• [Ausgangstext]:
━━━━━━━━

Vor über einem Jahr... (belogen und betrogen)
Von Karl Weiss
Wenn die "Financial Times Deutschland" (FTD) einen Artikel mit "Ein schockierender Schock" überschreibt, weiß man schon, da wird ironisiert. In diesem Fall belegt die FTD mit eindeutigen Zahlen: Der angebliche Schock der Pleite der Lehmann Brothers vor über einem Jahr, im September 2008, war nicht der Auslöser, sondern die Folge der Finanzkrise. Wenn aber die Gefährdung der Banken lediglich Ausdruck, nicht Ursache der Krise ist, kann man sie auch nicht durch Banken-Retten bekämpfen – oder?
Wie, was, wo, das kann doch nicht sein! Alle diese Hunderte von Milliarden Dollar und Euro von unseren Steuergeldern wurden an die Banken transferiert, ohne dass dies gegen die Krise wirken konnte? Man hat uns belogen und betrogen? Also das wollen wir nun genau wissen!
Nun, hier ist, was die FTD sagt, und die ist eine Autorität in diesen Dingen:
„... war die Finanzmarktkrise schon seit einem Jahr in vollem Gange, als Lehman unterging. Die US-Rezession war bereits ein Dreivierteljahr alt und hatte das erste Fiskalpaket verschlungen. Die Kreditvergabe an die privaten US-Haushalte hatte sich bereits von einem annualisierten Wert von 813 Mrd. $ im dritten Quartal 2007 auf 7 Mrd. $ im dritten Quartal 2008 verlangsamt (jene an die nichtfinanziellen US-Firmen von 1439 auf 547 Mrd. $). Entsprechend war der Frühindikator für den OECD-Raum per September 2008 schon seit Monaten im freien Fall. Die Auslandsaufträge in der deutschen Industrie lagen bereits damals um 13,3 Prozent unter dem Vorjahr.“
Und weiter:
„Ein ... durchsichtiger Versuch, sollte man meinen. Aber dann geschah das Bestürzende: Die meisten Journalisten hatten sich den Bären aufbinden lassen. (...). ... Schockstarre ... ist das Ding, in welches die Pleite von Lehman Brothers ... angeblich die ganze Welt versetzt hatte. In der Lesart der Politiker und der Bankiers war die Lehman-Pleite nämlich nicht etwa die Folge der Kreditklemme, sondern ihre Ursache. Das gab den einen den perfekten Vorwand dafür, Billionen in das Finanzsystem reinzupumpen, und den anderen die willkommene Ausrede dafür, diese Billionen in Empfang zu nehmen.“
Ja, nun mal langsam, was war denn dann die Ursache der Finanzkrise? Die FTD bleibt uns keine Antwort schuldig: „...die Ursache der Krise sind und bleiben überschuldete und daher zahlungsunfähige Verbraucher sowie Firmen rund um die Welt.“
Sie sagt uns zwar nicht, warum denn die Verbraucher und Firmen überschuldet waren, aber sagt klar und deutlich, was die Krise nicht bekämpft: „ ... ist dieses Problem nicht dadurch passé, dass die Staaten auf die Pleite zusteuern.“
Es sei noch nachgetragen, warum es so viele Zahlungsunfähige gab zu diesem Zeitpunkt: Die Banken hatten Kredite zu vorteilhaften (und teilweise unanständigen) Bedingungen gegeben, so wie auch andere Finanzinstitutionen. Sie mussten wissen, das können viele der Kreditnehmer nicht zurückzahlen, aber sie waren wohlgemut, sie wussten ja, sie könnten sich im Zweifelsfall am Staat (und Steuerzahler) gütlich halten, denn sie sind es schließlich, die anschaffen.

━━━━━━━━

• [Eingabezeilen]:
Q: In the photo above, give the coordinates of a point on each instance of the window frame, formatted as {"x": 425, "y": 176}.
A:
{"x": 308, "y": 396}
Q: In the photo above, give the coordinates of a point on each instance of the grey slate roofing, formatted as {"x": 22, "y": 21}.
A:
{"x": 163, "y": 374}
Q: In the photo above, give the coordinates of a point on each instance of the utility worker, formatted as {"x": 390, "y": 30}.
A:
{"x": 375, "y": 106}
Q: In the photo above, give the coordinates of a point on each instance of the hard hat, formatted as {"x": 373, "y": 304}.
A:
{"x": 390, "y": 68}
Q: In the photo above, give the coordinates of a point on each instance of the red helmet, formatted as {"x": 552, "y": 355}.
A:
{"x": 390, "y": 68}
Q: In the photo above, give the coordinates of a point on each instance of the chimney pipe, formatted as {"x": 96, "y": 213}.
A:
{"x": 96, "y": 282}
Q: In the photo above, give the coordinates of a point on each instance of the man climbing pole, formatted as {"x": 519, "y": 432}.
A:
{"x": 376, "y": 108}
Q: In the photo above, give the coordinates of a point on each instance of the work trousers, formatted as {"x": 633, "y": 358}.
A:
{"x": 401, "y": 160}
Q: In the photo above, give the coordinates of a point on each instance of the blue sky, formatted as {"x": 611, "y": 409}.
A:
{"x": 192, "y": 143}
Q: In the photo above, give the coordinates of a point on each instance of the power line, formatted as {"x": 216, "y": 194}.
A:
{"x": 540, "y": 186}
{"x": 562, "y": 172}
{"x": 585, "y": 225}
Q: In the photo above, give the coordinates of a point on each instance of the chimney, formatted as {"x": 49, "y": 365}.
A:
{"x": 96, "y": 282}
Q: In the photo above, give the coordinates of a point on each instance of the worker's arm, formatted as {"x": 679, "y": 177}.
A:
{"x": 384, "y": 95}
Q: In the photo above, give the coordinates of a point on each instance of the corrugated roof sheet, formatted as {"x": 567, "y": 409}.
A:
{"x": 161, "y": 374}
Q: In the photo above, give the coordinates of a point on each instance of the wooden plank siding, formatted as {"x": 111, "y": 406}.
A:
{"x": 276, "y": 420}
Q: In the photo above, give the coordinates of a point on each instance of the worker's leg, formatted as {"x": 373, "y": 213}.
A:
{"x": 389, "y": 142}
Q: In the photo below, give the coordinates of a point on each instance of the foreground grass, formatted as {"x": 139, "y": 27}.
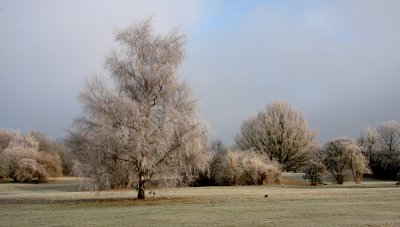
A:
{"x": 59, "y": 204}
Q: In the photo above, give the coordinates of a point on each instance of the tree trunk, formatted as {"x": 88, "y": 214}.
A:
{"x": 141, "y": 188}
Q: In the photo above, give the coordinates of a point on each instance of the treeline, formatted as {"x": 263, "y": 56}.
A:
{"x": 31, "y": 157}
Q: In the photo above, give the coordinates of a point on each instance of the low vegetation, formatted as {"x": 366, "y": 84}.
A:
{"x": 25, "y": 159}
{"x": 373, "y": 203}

━━━━━━━━

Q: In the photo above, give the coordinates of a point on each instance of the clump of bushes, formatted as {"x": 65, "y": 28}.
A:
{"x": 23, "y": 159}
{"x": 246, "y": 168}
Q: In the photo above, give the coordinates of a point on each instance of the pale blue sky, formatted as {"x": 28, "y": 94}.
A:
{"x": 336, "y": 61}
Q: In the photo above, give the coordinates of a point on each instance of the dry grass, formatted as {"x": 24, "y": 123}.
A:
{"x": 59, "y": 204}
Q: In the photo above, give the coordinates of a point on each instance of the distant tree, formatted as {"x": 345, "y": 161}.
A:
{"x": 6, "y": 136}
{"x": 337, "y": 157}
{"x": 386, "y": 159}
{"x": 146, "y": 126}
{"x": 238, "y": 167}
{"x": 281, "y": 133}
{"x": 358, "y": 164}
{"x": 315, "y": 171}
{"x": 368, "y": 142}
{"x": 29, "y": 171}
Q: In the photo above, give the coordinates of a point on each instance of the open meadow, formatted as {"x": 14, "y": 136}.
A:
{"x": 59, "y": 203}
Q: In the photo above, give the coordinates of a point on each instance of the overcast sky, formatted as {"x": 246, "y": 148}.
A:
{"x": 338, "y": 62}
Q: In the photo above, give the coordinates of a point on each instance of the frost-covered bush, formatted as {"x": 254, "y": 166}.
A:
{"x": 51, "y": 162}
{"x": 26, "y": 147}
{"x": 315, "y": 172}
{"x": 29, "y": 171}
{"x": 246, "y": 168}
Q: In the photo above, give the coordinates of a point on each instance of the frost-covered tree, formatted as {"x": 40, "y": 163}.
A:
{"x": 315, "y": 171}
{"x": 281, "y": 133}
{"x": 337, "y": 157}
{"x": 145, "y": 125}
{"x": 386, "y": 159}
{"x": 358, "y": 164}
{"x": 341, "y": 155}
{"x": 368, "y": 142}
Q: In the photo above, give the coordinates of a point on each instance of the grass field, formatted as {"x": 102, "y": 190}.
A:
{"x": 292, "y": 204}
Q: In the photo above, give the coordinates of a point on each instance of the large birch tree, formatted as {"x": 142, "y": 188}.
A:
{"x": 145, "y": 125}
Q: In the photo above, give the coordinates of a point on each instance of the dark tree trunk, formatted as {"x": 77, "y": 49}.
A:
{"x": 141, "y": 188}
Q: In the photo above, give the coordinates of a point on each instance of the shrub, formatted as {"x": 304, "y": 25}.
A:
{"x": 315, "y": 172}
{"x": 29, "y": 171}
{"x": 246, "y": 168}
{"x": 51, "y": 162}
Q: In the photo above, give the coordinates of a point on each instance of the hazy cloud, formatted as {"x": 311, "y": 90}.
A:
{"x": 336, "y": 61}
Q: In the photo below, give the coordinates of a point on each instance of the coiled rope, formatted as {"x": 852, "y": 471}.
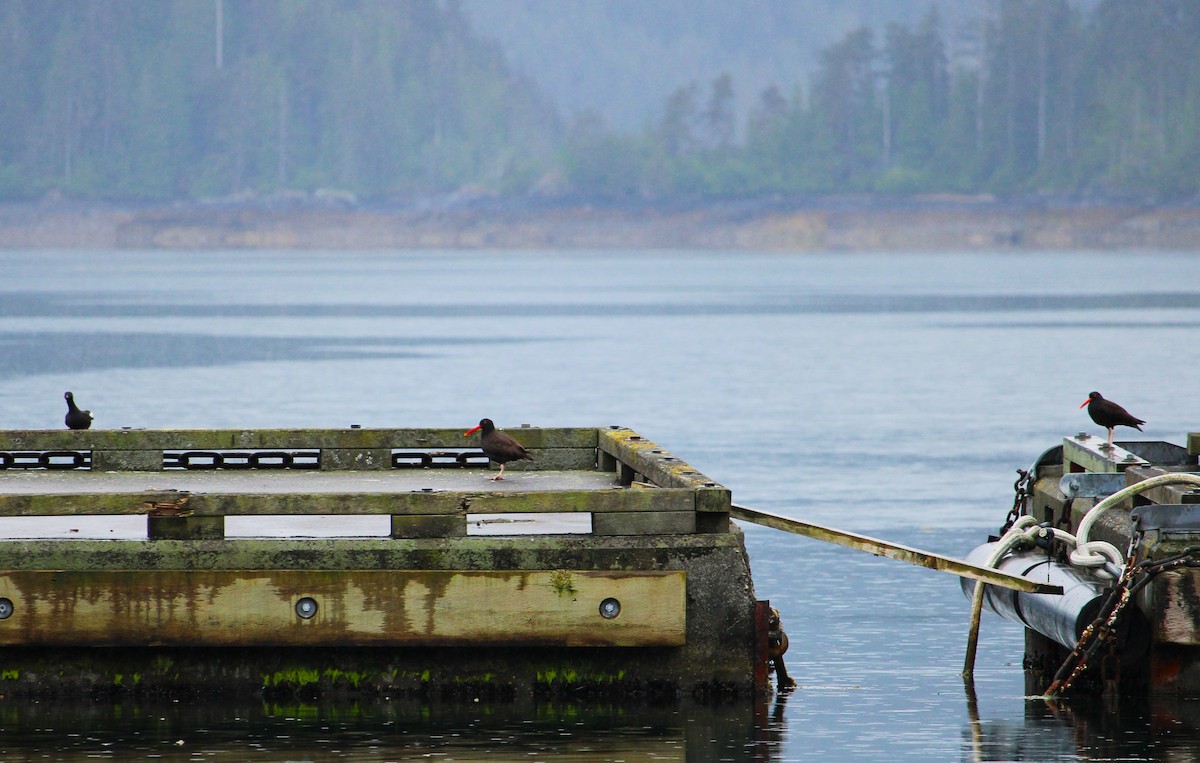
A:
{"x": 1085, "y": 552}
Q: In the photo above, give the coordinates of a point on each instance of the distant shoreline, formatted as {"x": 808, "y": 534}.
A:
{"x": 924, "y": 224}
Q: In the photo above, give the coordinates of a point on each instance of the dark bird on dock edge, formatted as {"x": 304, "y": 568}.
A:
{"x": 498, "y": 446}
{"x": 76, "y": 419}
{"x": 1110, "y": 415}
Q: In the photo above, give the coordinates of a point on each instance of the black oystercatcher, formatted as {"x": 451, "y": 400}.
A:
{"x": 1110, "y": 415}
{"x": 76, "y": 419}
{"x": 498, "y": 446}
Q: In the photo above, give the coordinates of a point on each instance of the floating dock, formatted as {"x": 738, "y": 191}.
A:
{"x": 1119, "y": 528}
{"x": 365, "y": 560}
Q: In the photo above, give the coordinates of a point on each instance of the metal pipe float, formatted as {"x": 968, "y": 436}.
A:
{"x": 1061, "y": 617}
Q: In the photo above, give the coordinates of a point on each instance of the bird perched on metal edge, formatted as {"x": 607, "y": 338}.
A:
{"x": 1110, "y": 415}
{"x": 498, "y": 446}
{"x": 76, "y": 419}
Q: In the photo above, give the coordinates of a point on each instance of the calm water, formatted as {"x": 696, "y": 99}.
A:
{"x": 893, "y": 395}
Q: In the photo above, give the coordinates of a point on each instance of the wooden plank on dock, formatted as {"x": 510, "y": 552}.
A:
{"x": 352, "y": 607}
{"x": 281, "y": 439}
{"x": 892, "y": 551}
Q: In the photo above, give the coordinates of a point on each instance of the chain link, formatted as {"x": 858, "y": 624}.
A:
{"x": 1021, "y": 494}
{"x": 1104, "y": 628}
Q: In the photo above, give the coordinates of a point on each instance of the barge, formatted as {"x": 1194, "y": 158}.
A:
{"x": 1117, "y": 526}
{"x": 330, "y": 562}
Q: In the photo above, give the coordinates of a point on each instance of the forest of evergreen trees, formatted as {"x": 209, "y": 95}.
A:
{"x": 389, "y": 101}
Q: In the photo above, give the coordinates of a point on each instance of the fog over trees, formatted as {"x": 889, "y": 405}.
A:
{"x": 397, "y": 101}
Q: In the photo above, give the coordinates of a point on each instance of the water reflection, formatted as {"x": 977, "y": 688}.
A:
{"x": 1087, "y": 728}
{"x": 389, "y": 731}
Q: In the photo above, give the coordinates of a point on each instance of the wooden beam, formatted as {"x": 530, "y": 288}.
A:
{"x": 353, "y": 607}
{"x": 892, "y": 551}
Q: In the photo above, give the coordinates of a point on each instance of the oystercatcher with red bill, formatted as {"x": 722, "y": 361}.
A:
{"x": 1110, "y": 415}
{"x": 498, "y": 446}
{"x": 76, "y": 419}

━━━━━━━━

• [Deine Aufgaben]:
- 1) Such aus den Einträgen jede Zeile heraus, in der das Wort „below“ steht, und schreib sie ab. Groß- und Kleinschreibung muss dabei stimmen.
- 2) Schreib den Text über die Finanzkrise und die Bankenrettung nach seinem letzten Satz weiter.
Der Text und die Einträge haben nichts miteinander zu tun.

• [Die Ergebnisse]:
- 1)
Q: In the photo below, give the coordinates of a point on each instance of the foreground grass, formatted as {"x": 139, "y": 27}.
Q: In the photo below, give the coordinates of a point on each instance of the coiled rope, formatted as {"x": 852, "y": 471}.

- 2)
Fazit: Man hat uns von vorne und hinten belogen und betrogen.
Die Rettung der Banken hat uns nicht aus der Kreise geholfen, sondern eine neue Dimension hinzugefügt, das Problem der überbordenden Staatsverschuldung.
Und da gibt es – das erwähnt die FTD nur indirekt – das eigentliche Problem: Die Überproduktionskrise: Die tendenziell sinkenden Löhne reichen nicht mehr aus, um alle produzierten Güter zu kaufen. Die gesetzmäßige kapitalistische Krise muss Unmengen von Produktionskapazitäten (und damit meist auch Arbeitsplätzen) vernichten, um einen neuen Beginn auf niedrigerem Niveau möglich zu machen.
Und das hat bisher nicht stattgefunden in Deutschland. Die Kurzarbeit löst dies Problem nicht. Die Krise steht uns noch in ihrer Wucht bevor. Und alles Geld, das die Regierung dringend brauchen würde, um die Folgen abzudämpfen, hat sie bereits an die Banken vergeben.
Die neue Regierung versucht all das noch ein wenig hinauszuschieben, wenigstens bis nach den Landtagswahlen in Nordrhein-Westfalen, aber das ist ein Tanz auf dem Vulkan. Je weiter sich die Probleme aufstauen, desto steiler der Abfall.
Die spontanen Streiks bei Daimler-Benz in Sindelfingen gegen die Verlegung der C-Klasse in die USA waren das Wetterleuchten.
Nur der konsequente Kampf kann verhindern, dass alles auf die Schultern des „kleinen Mannes“ abgeladen wird.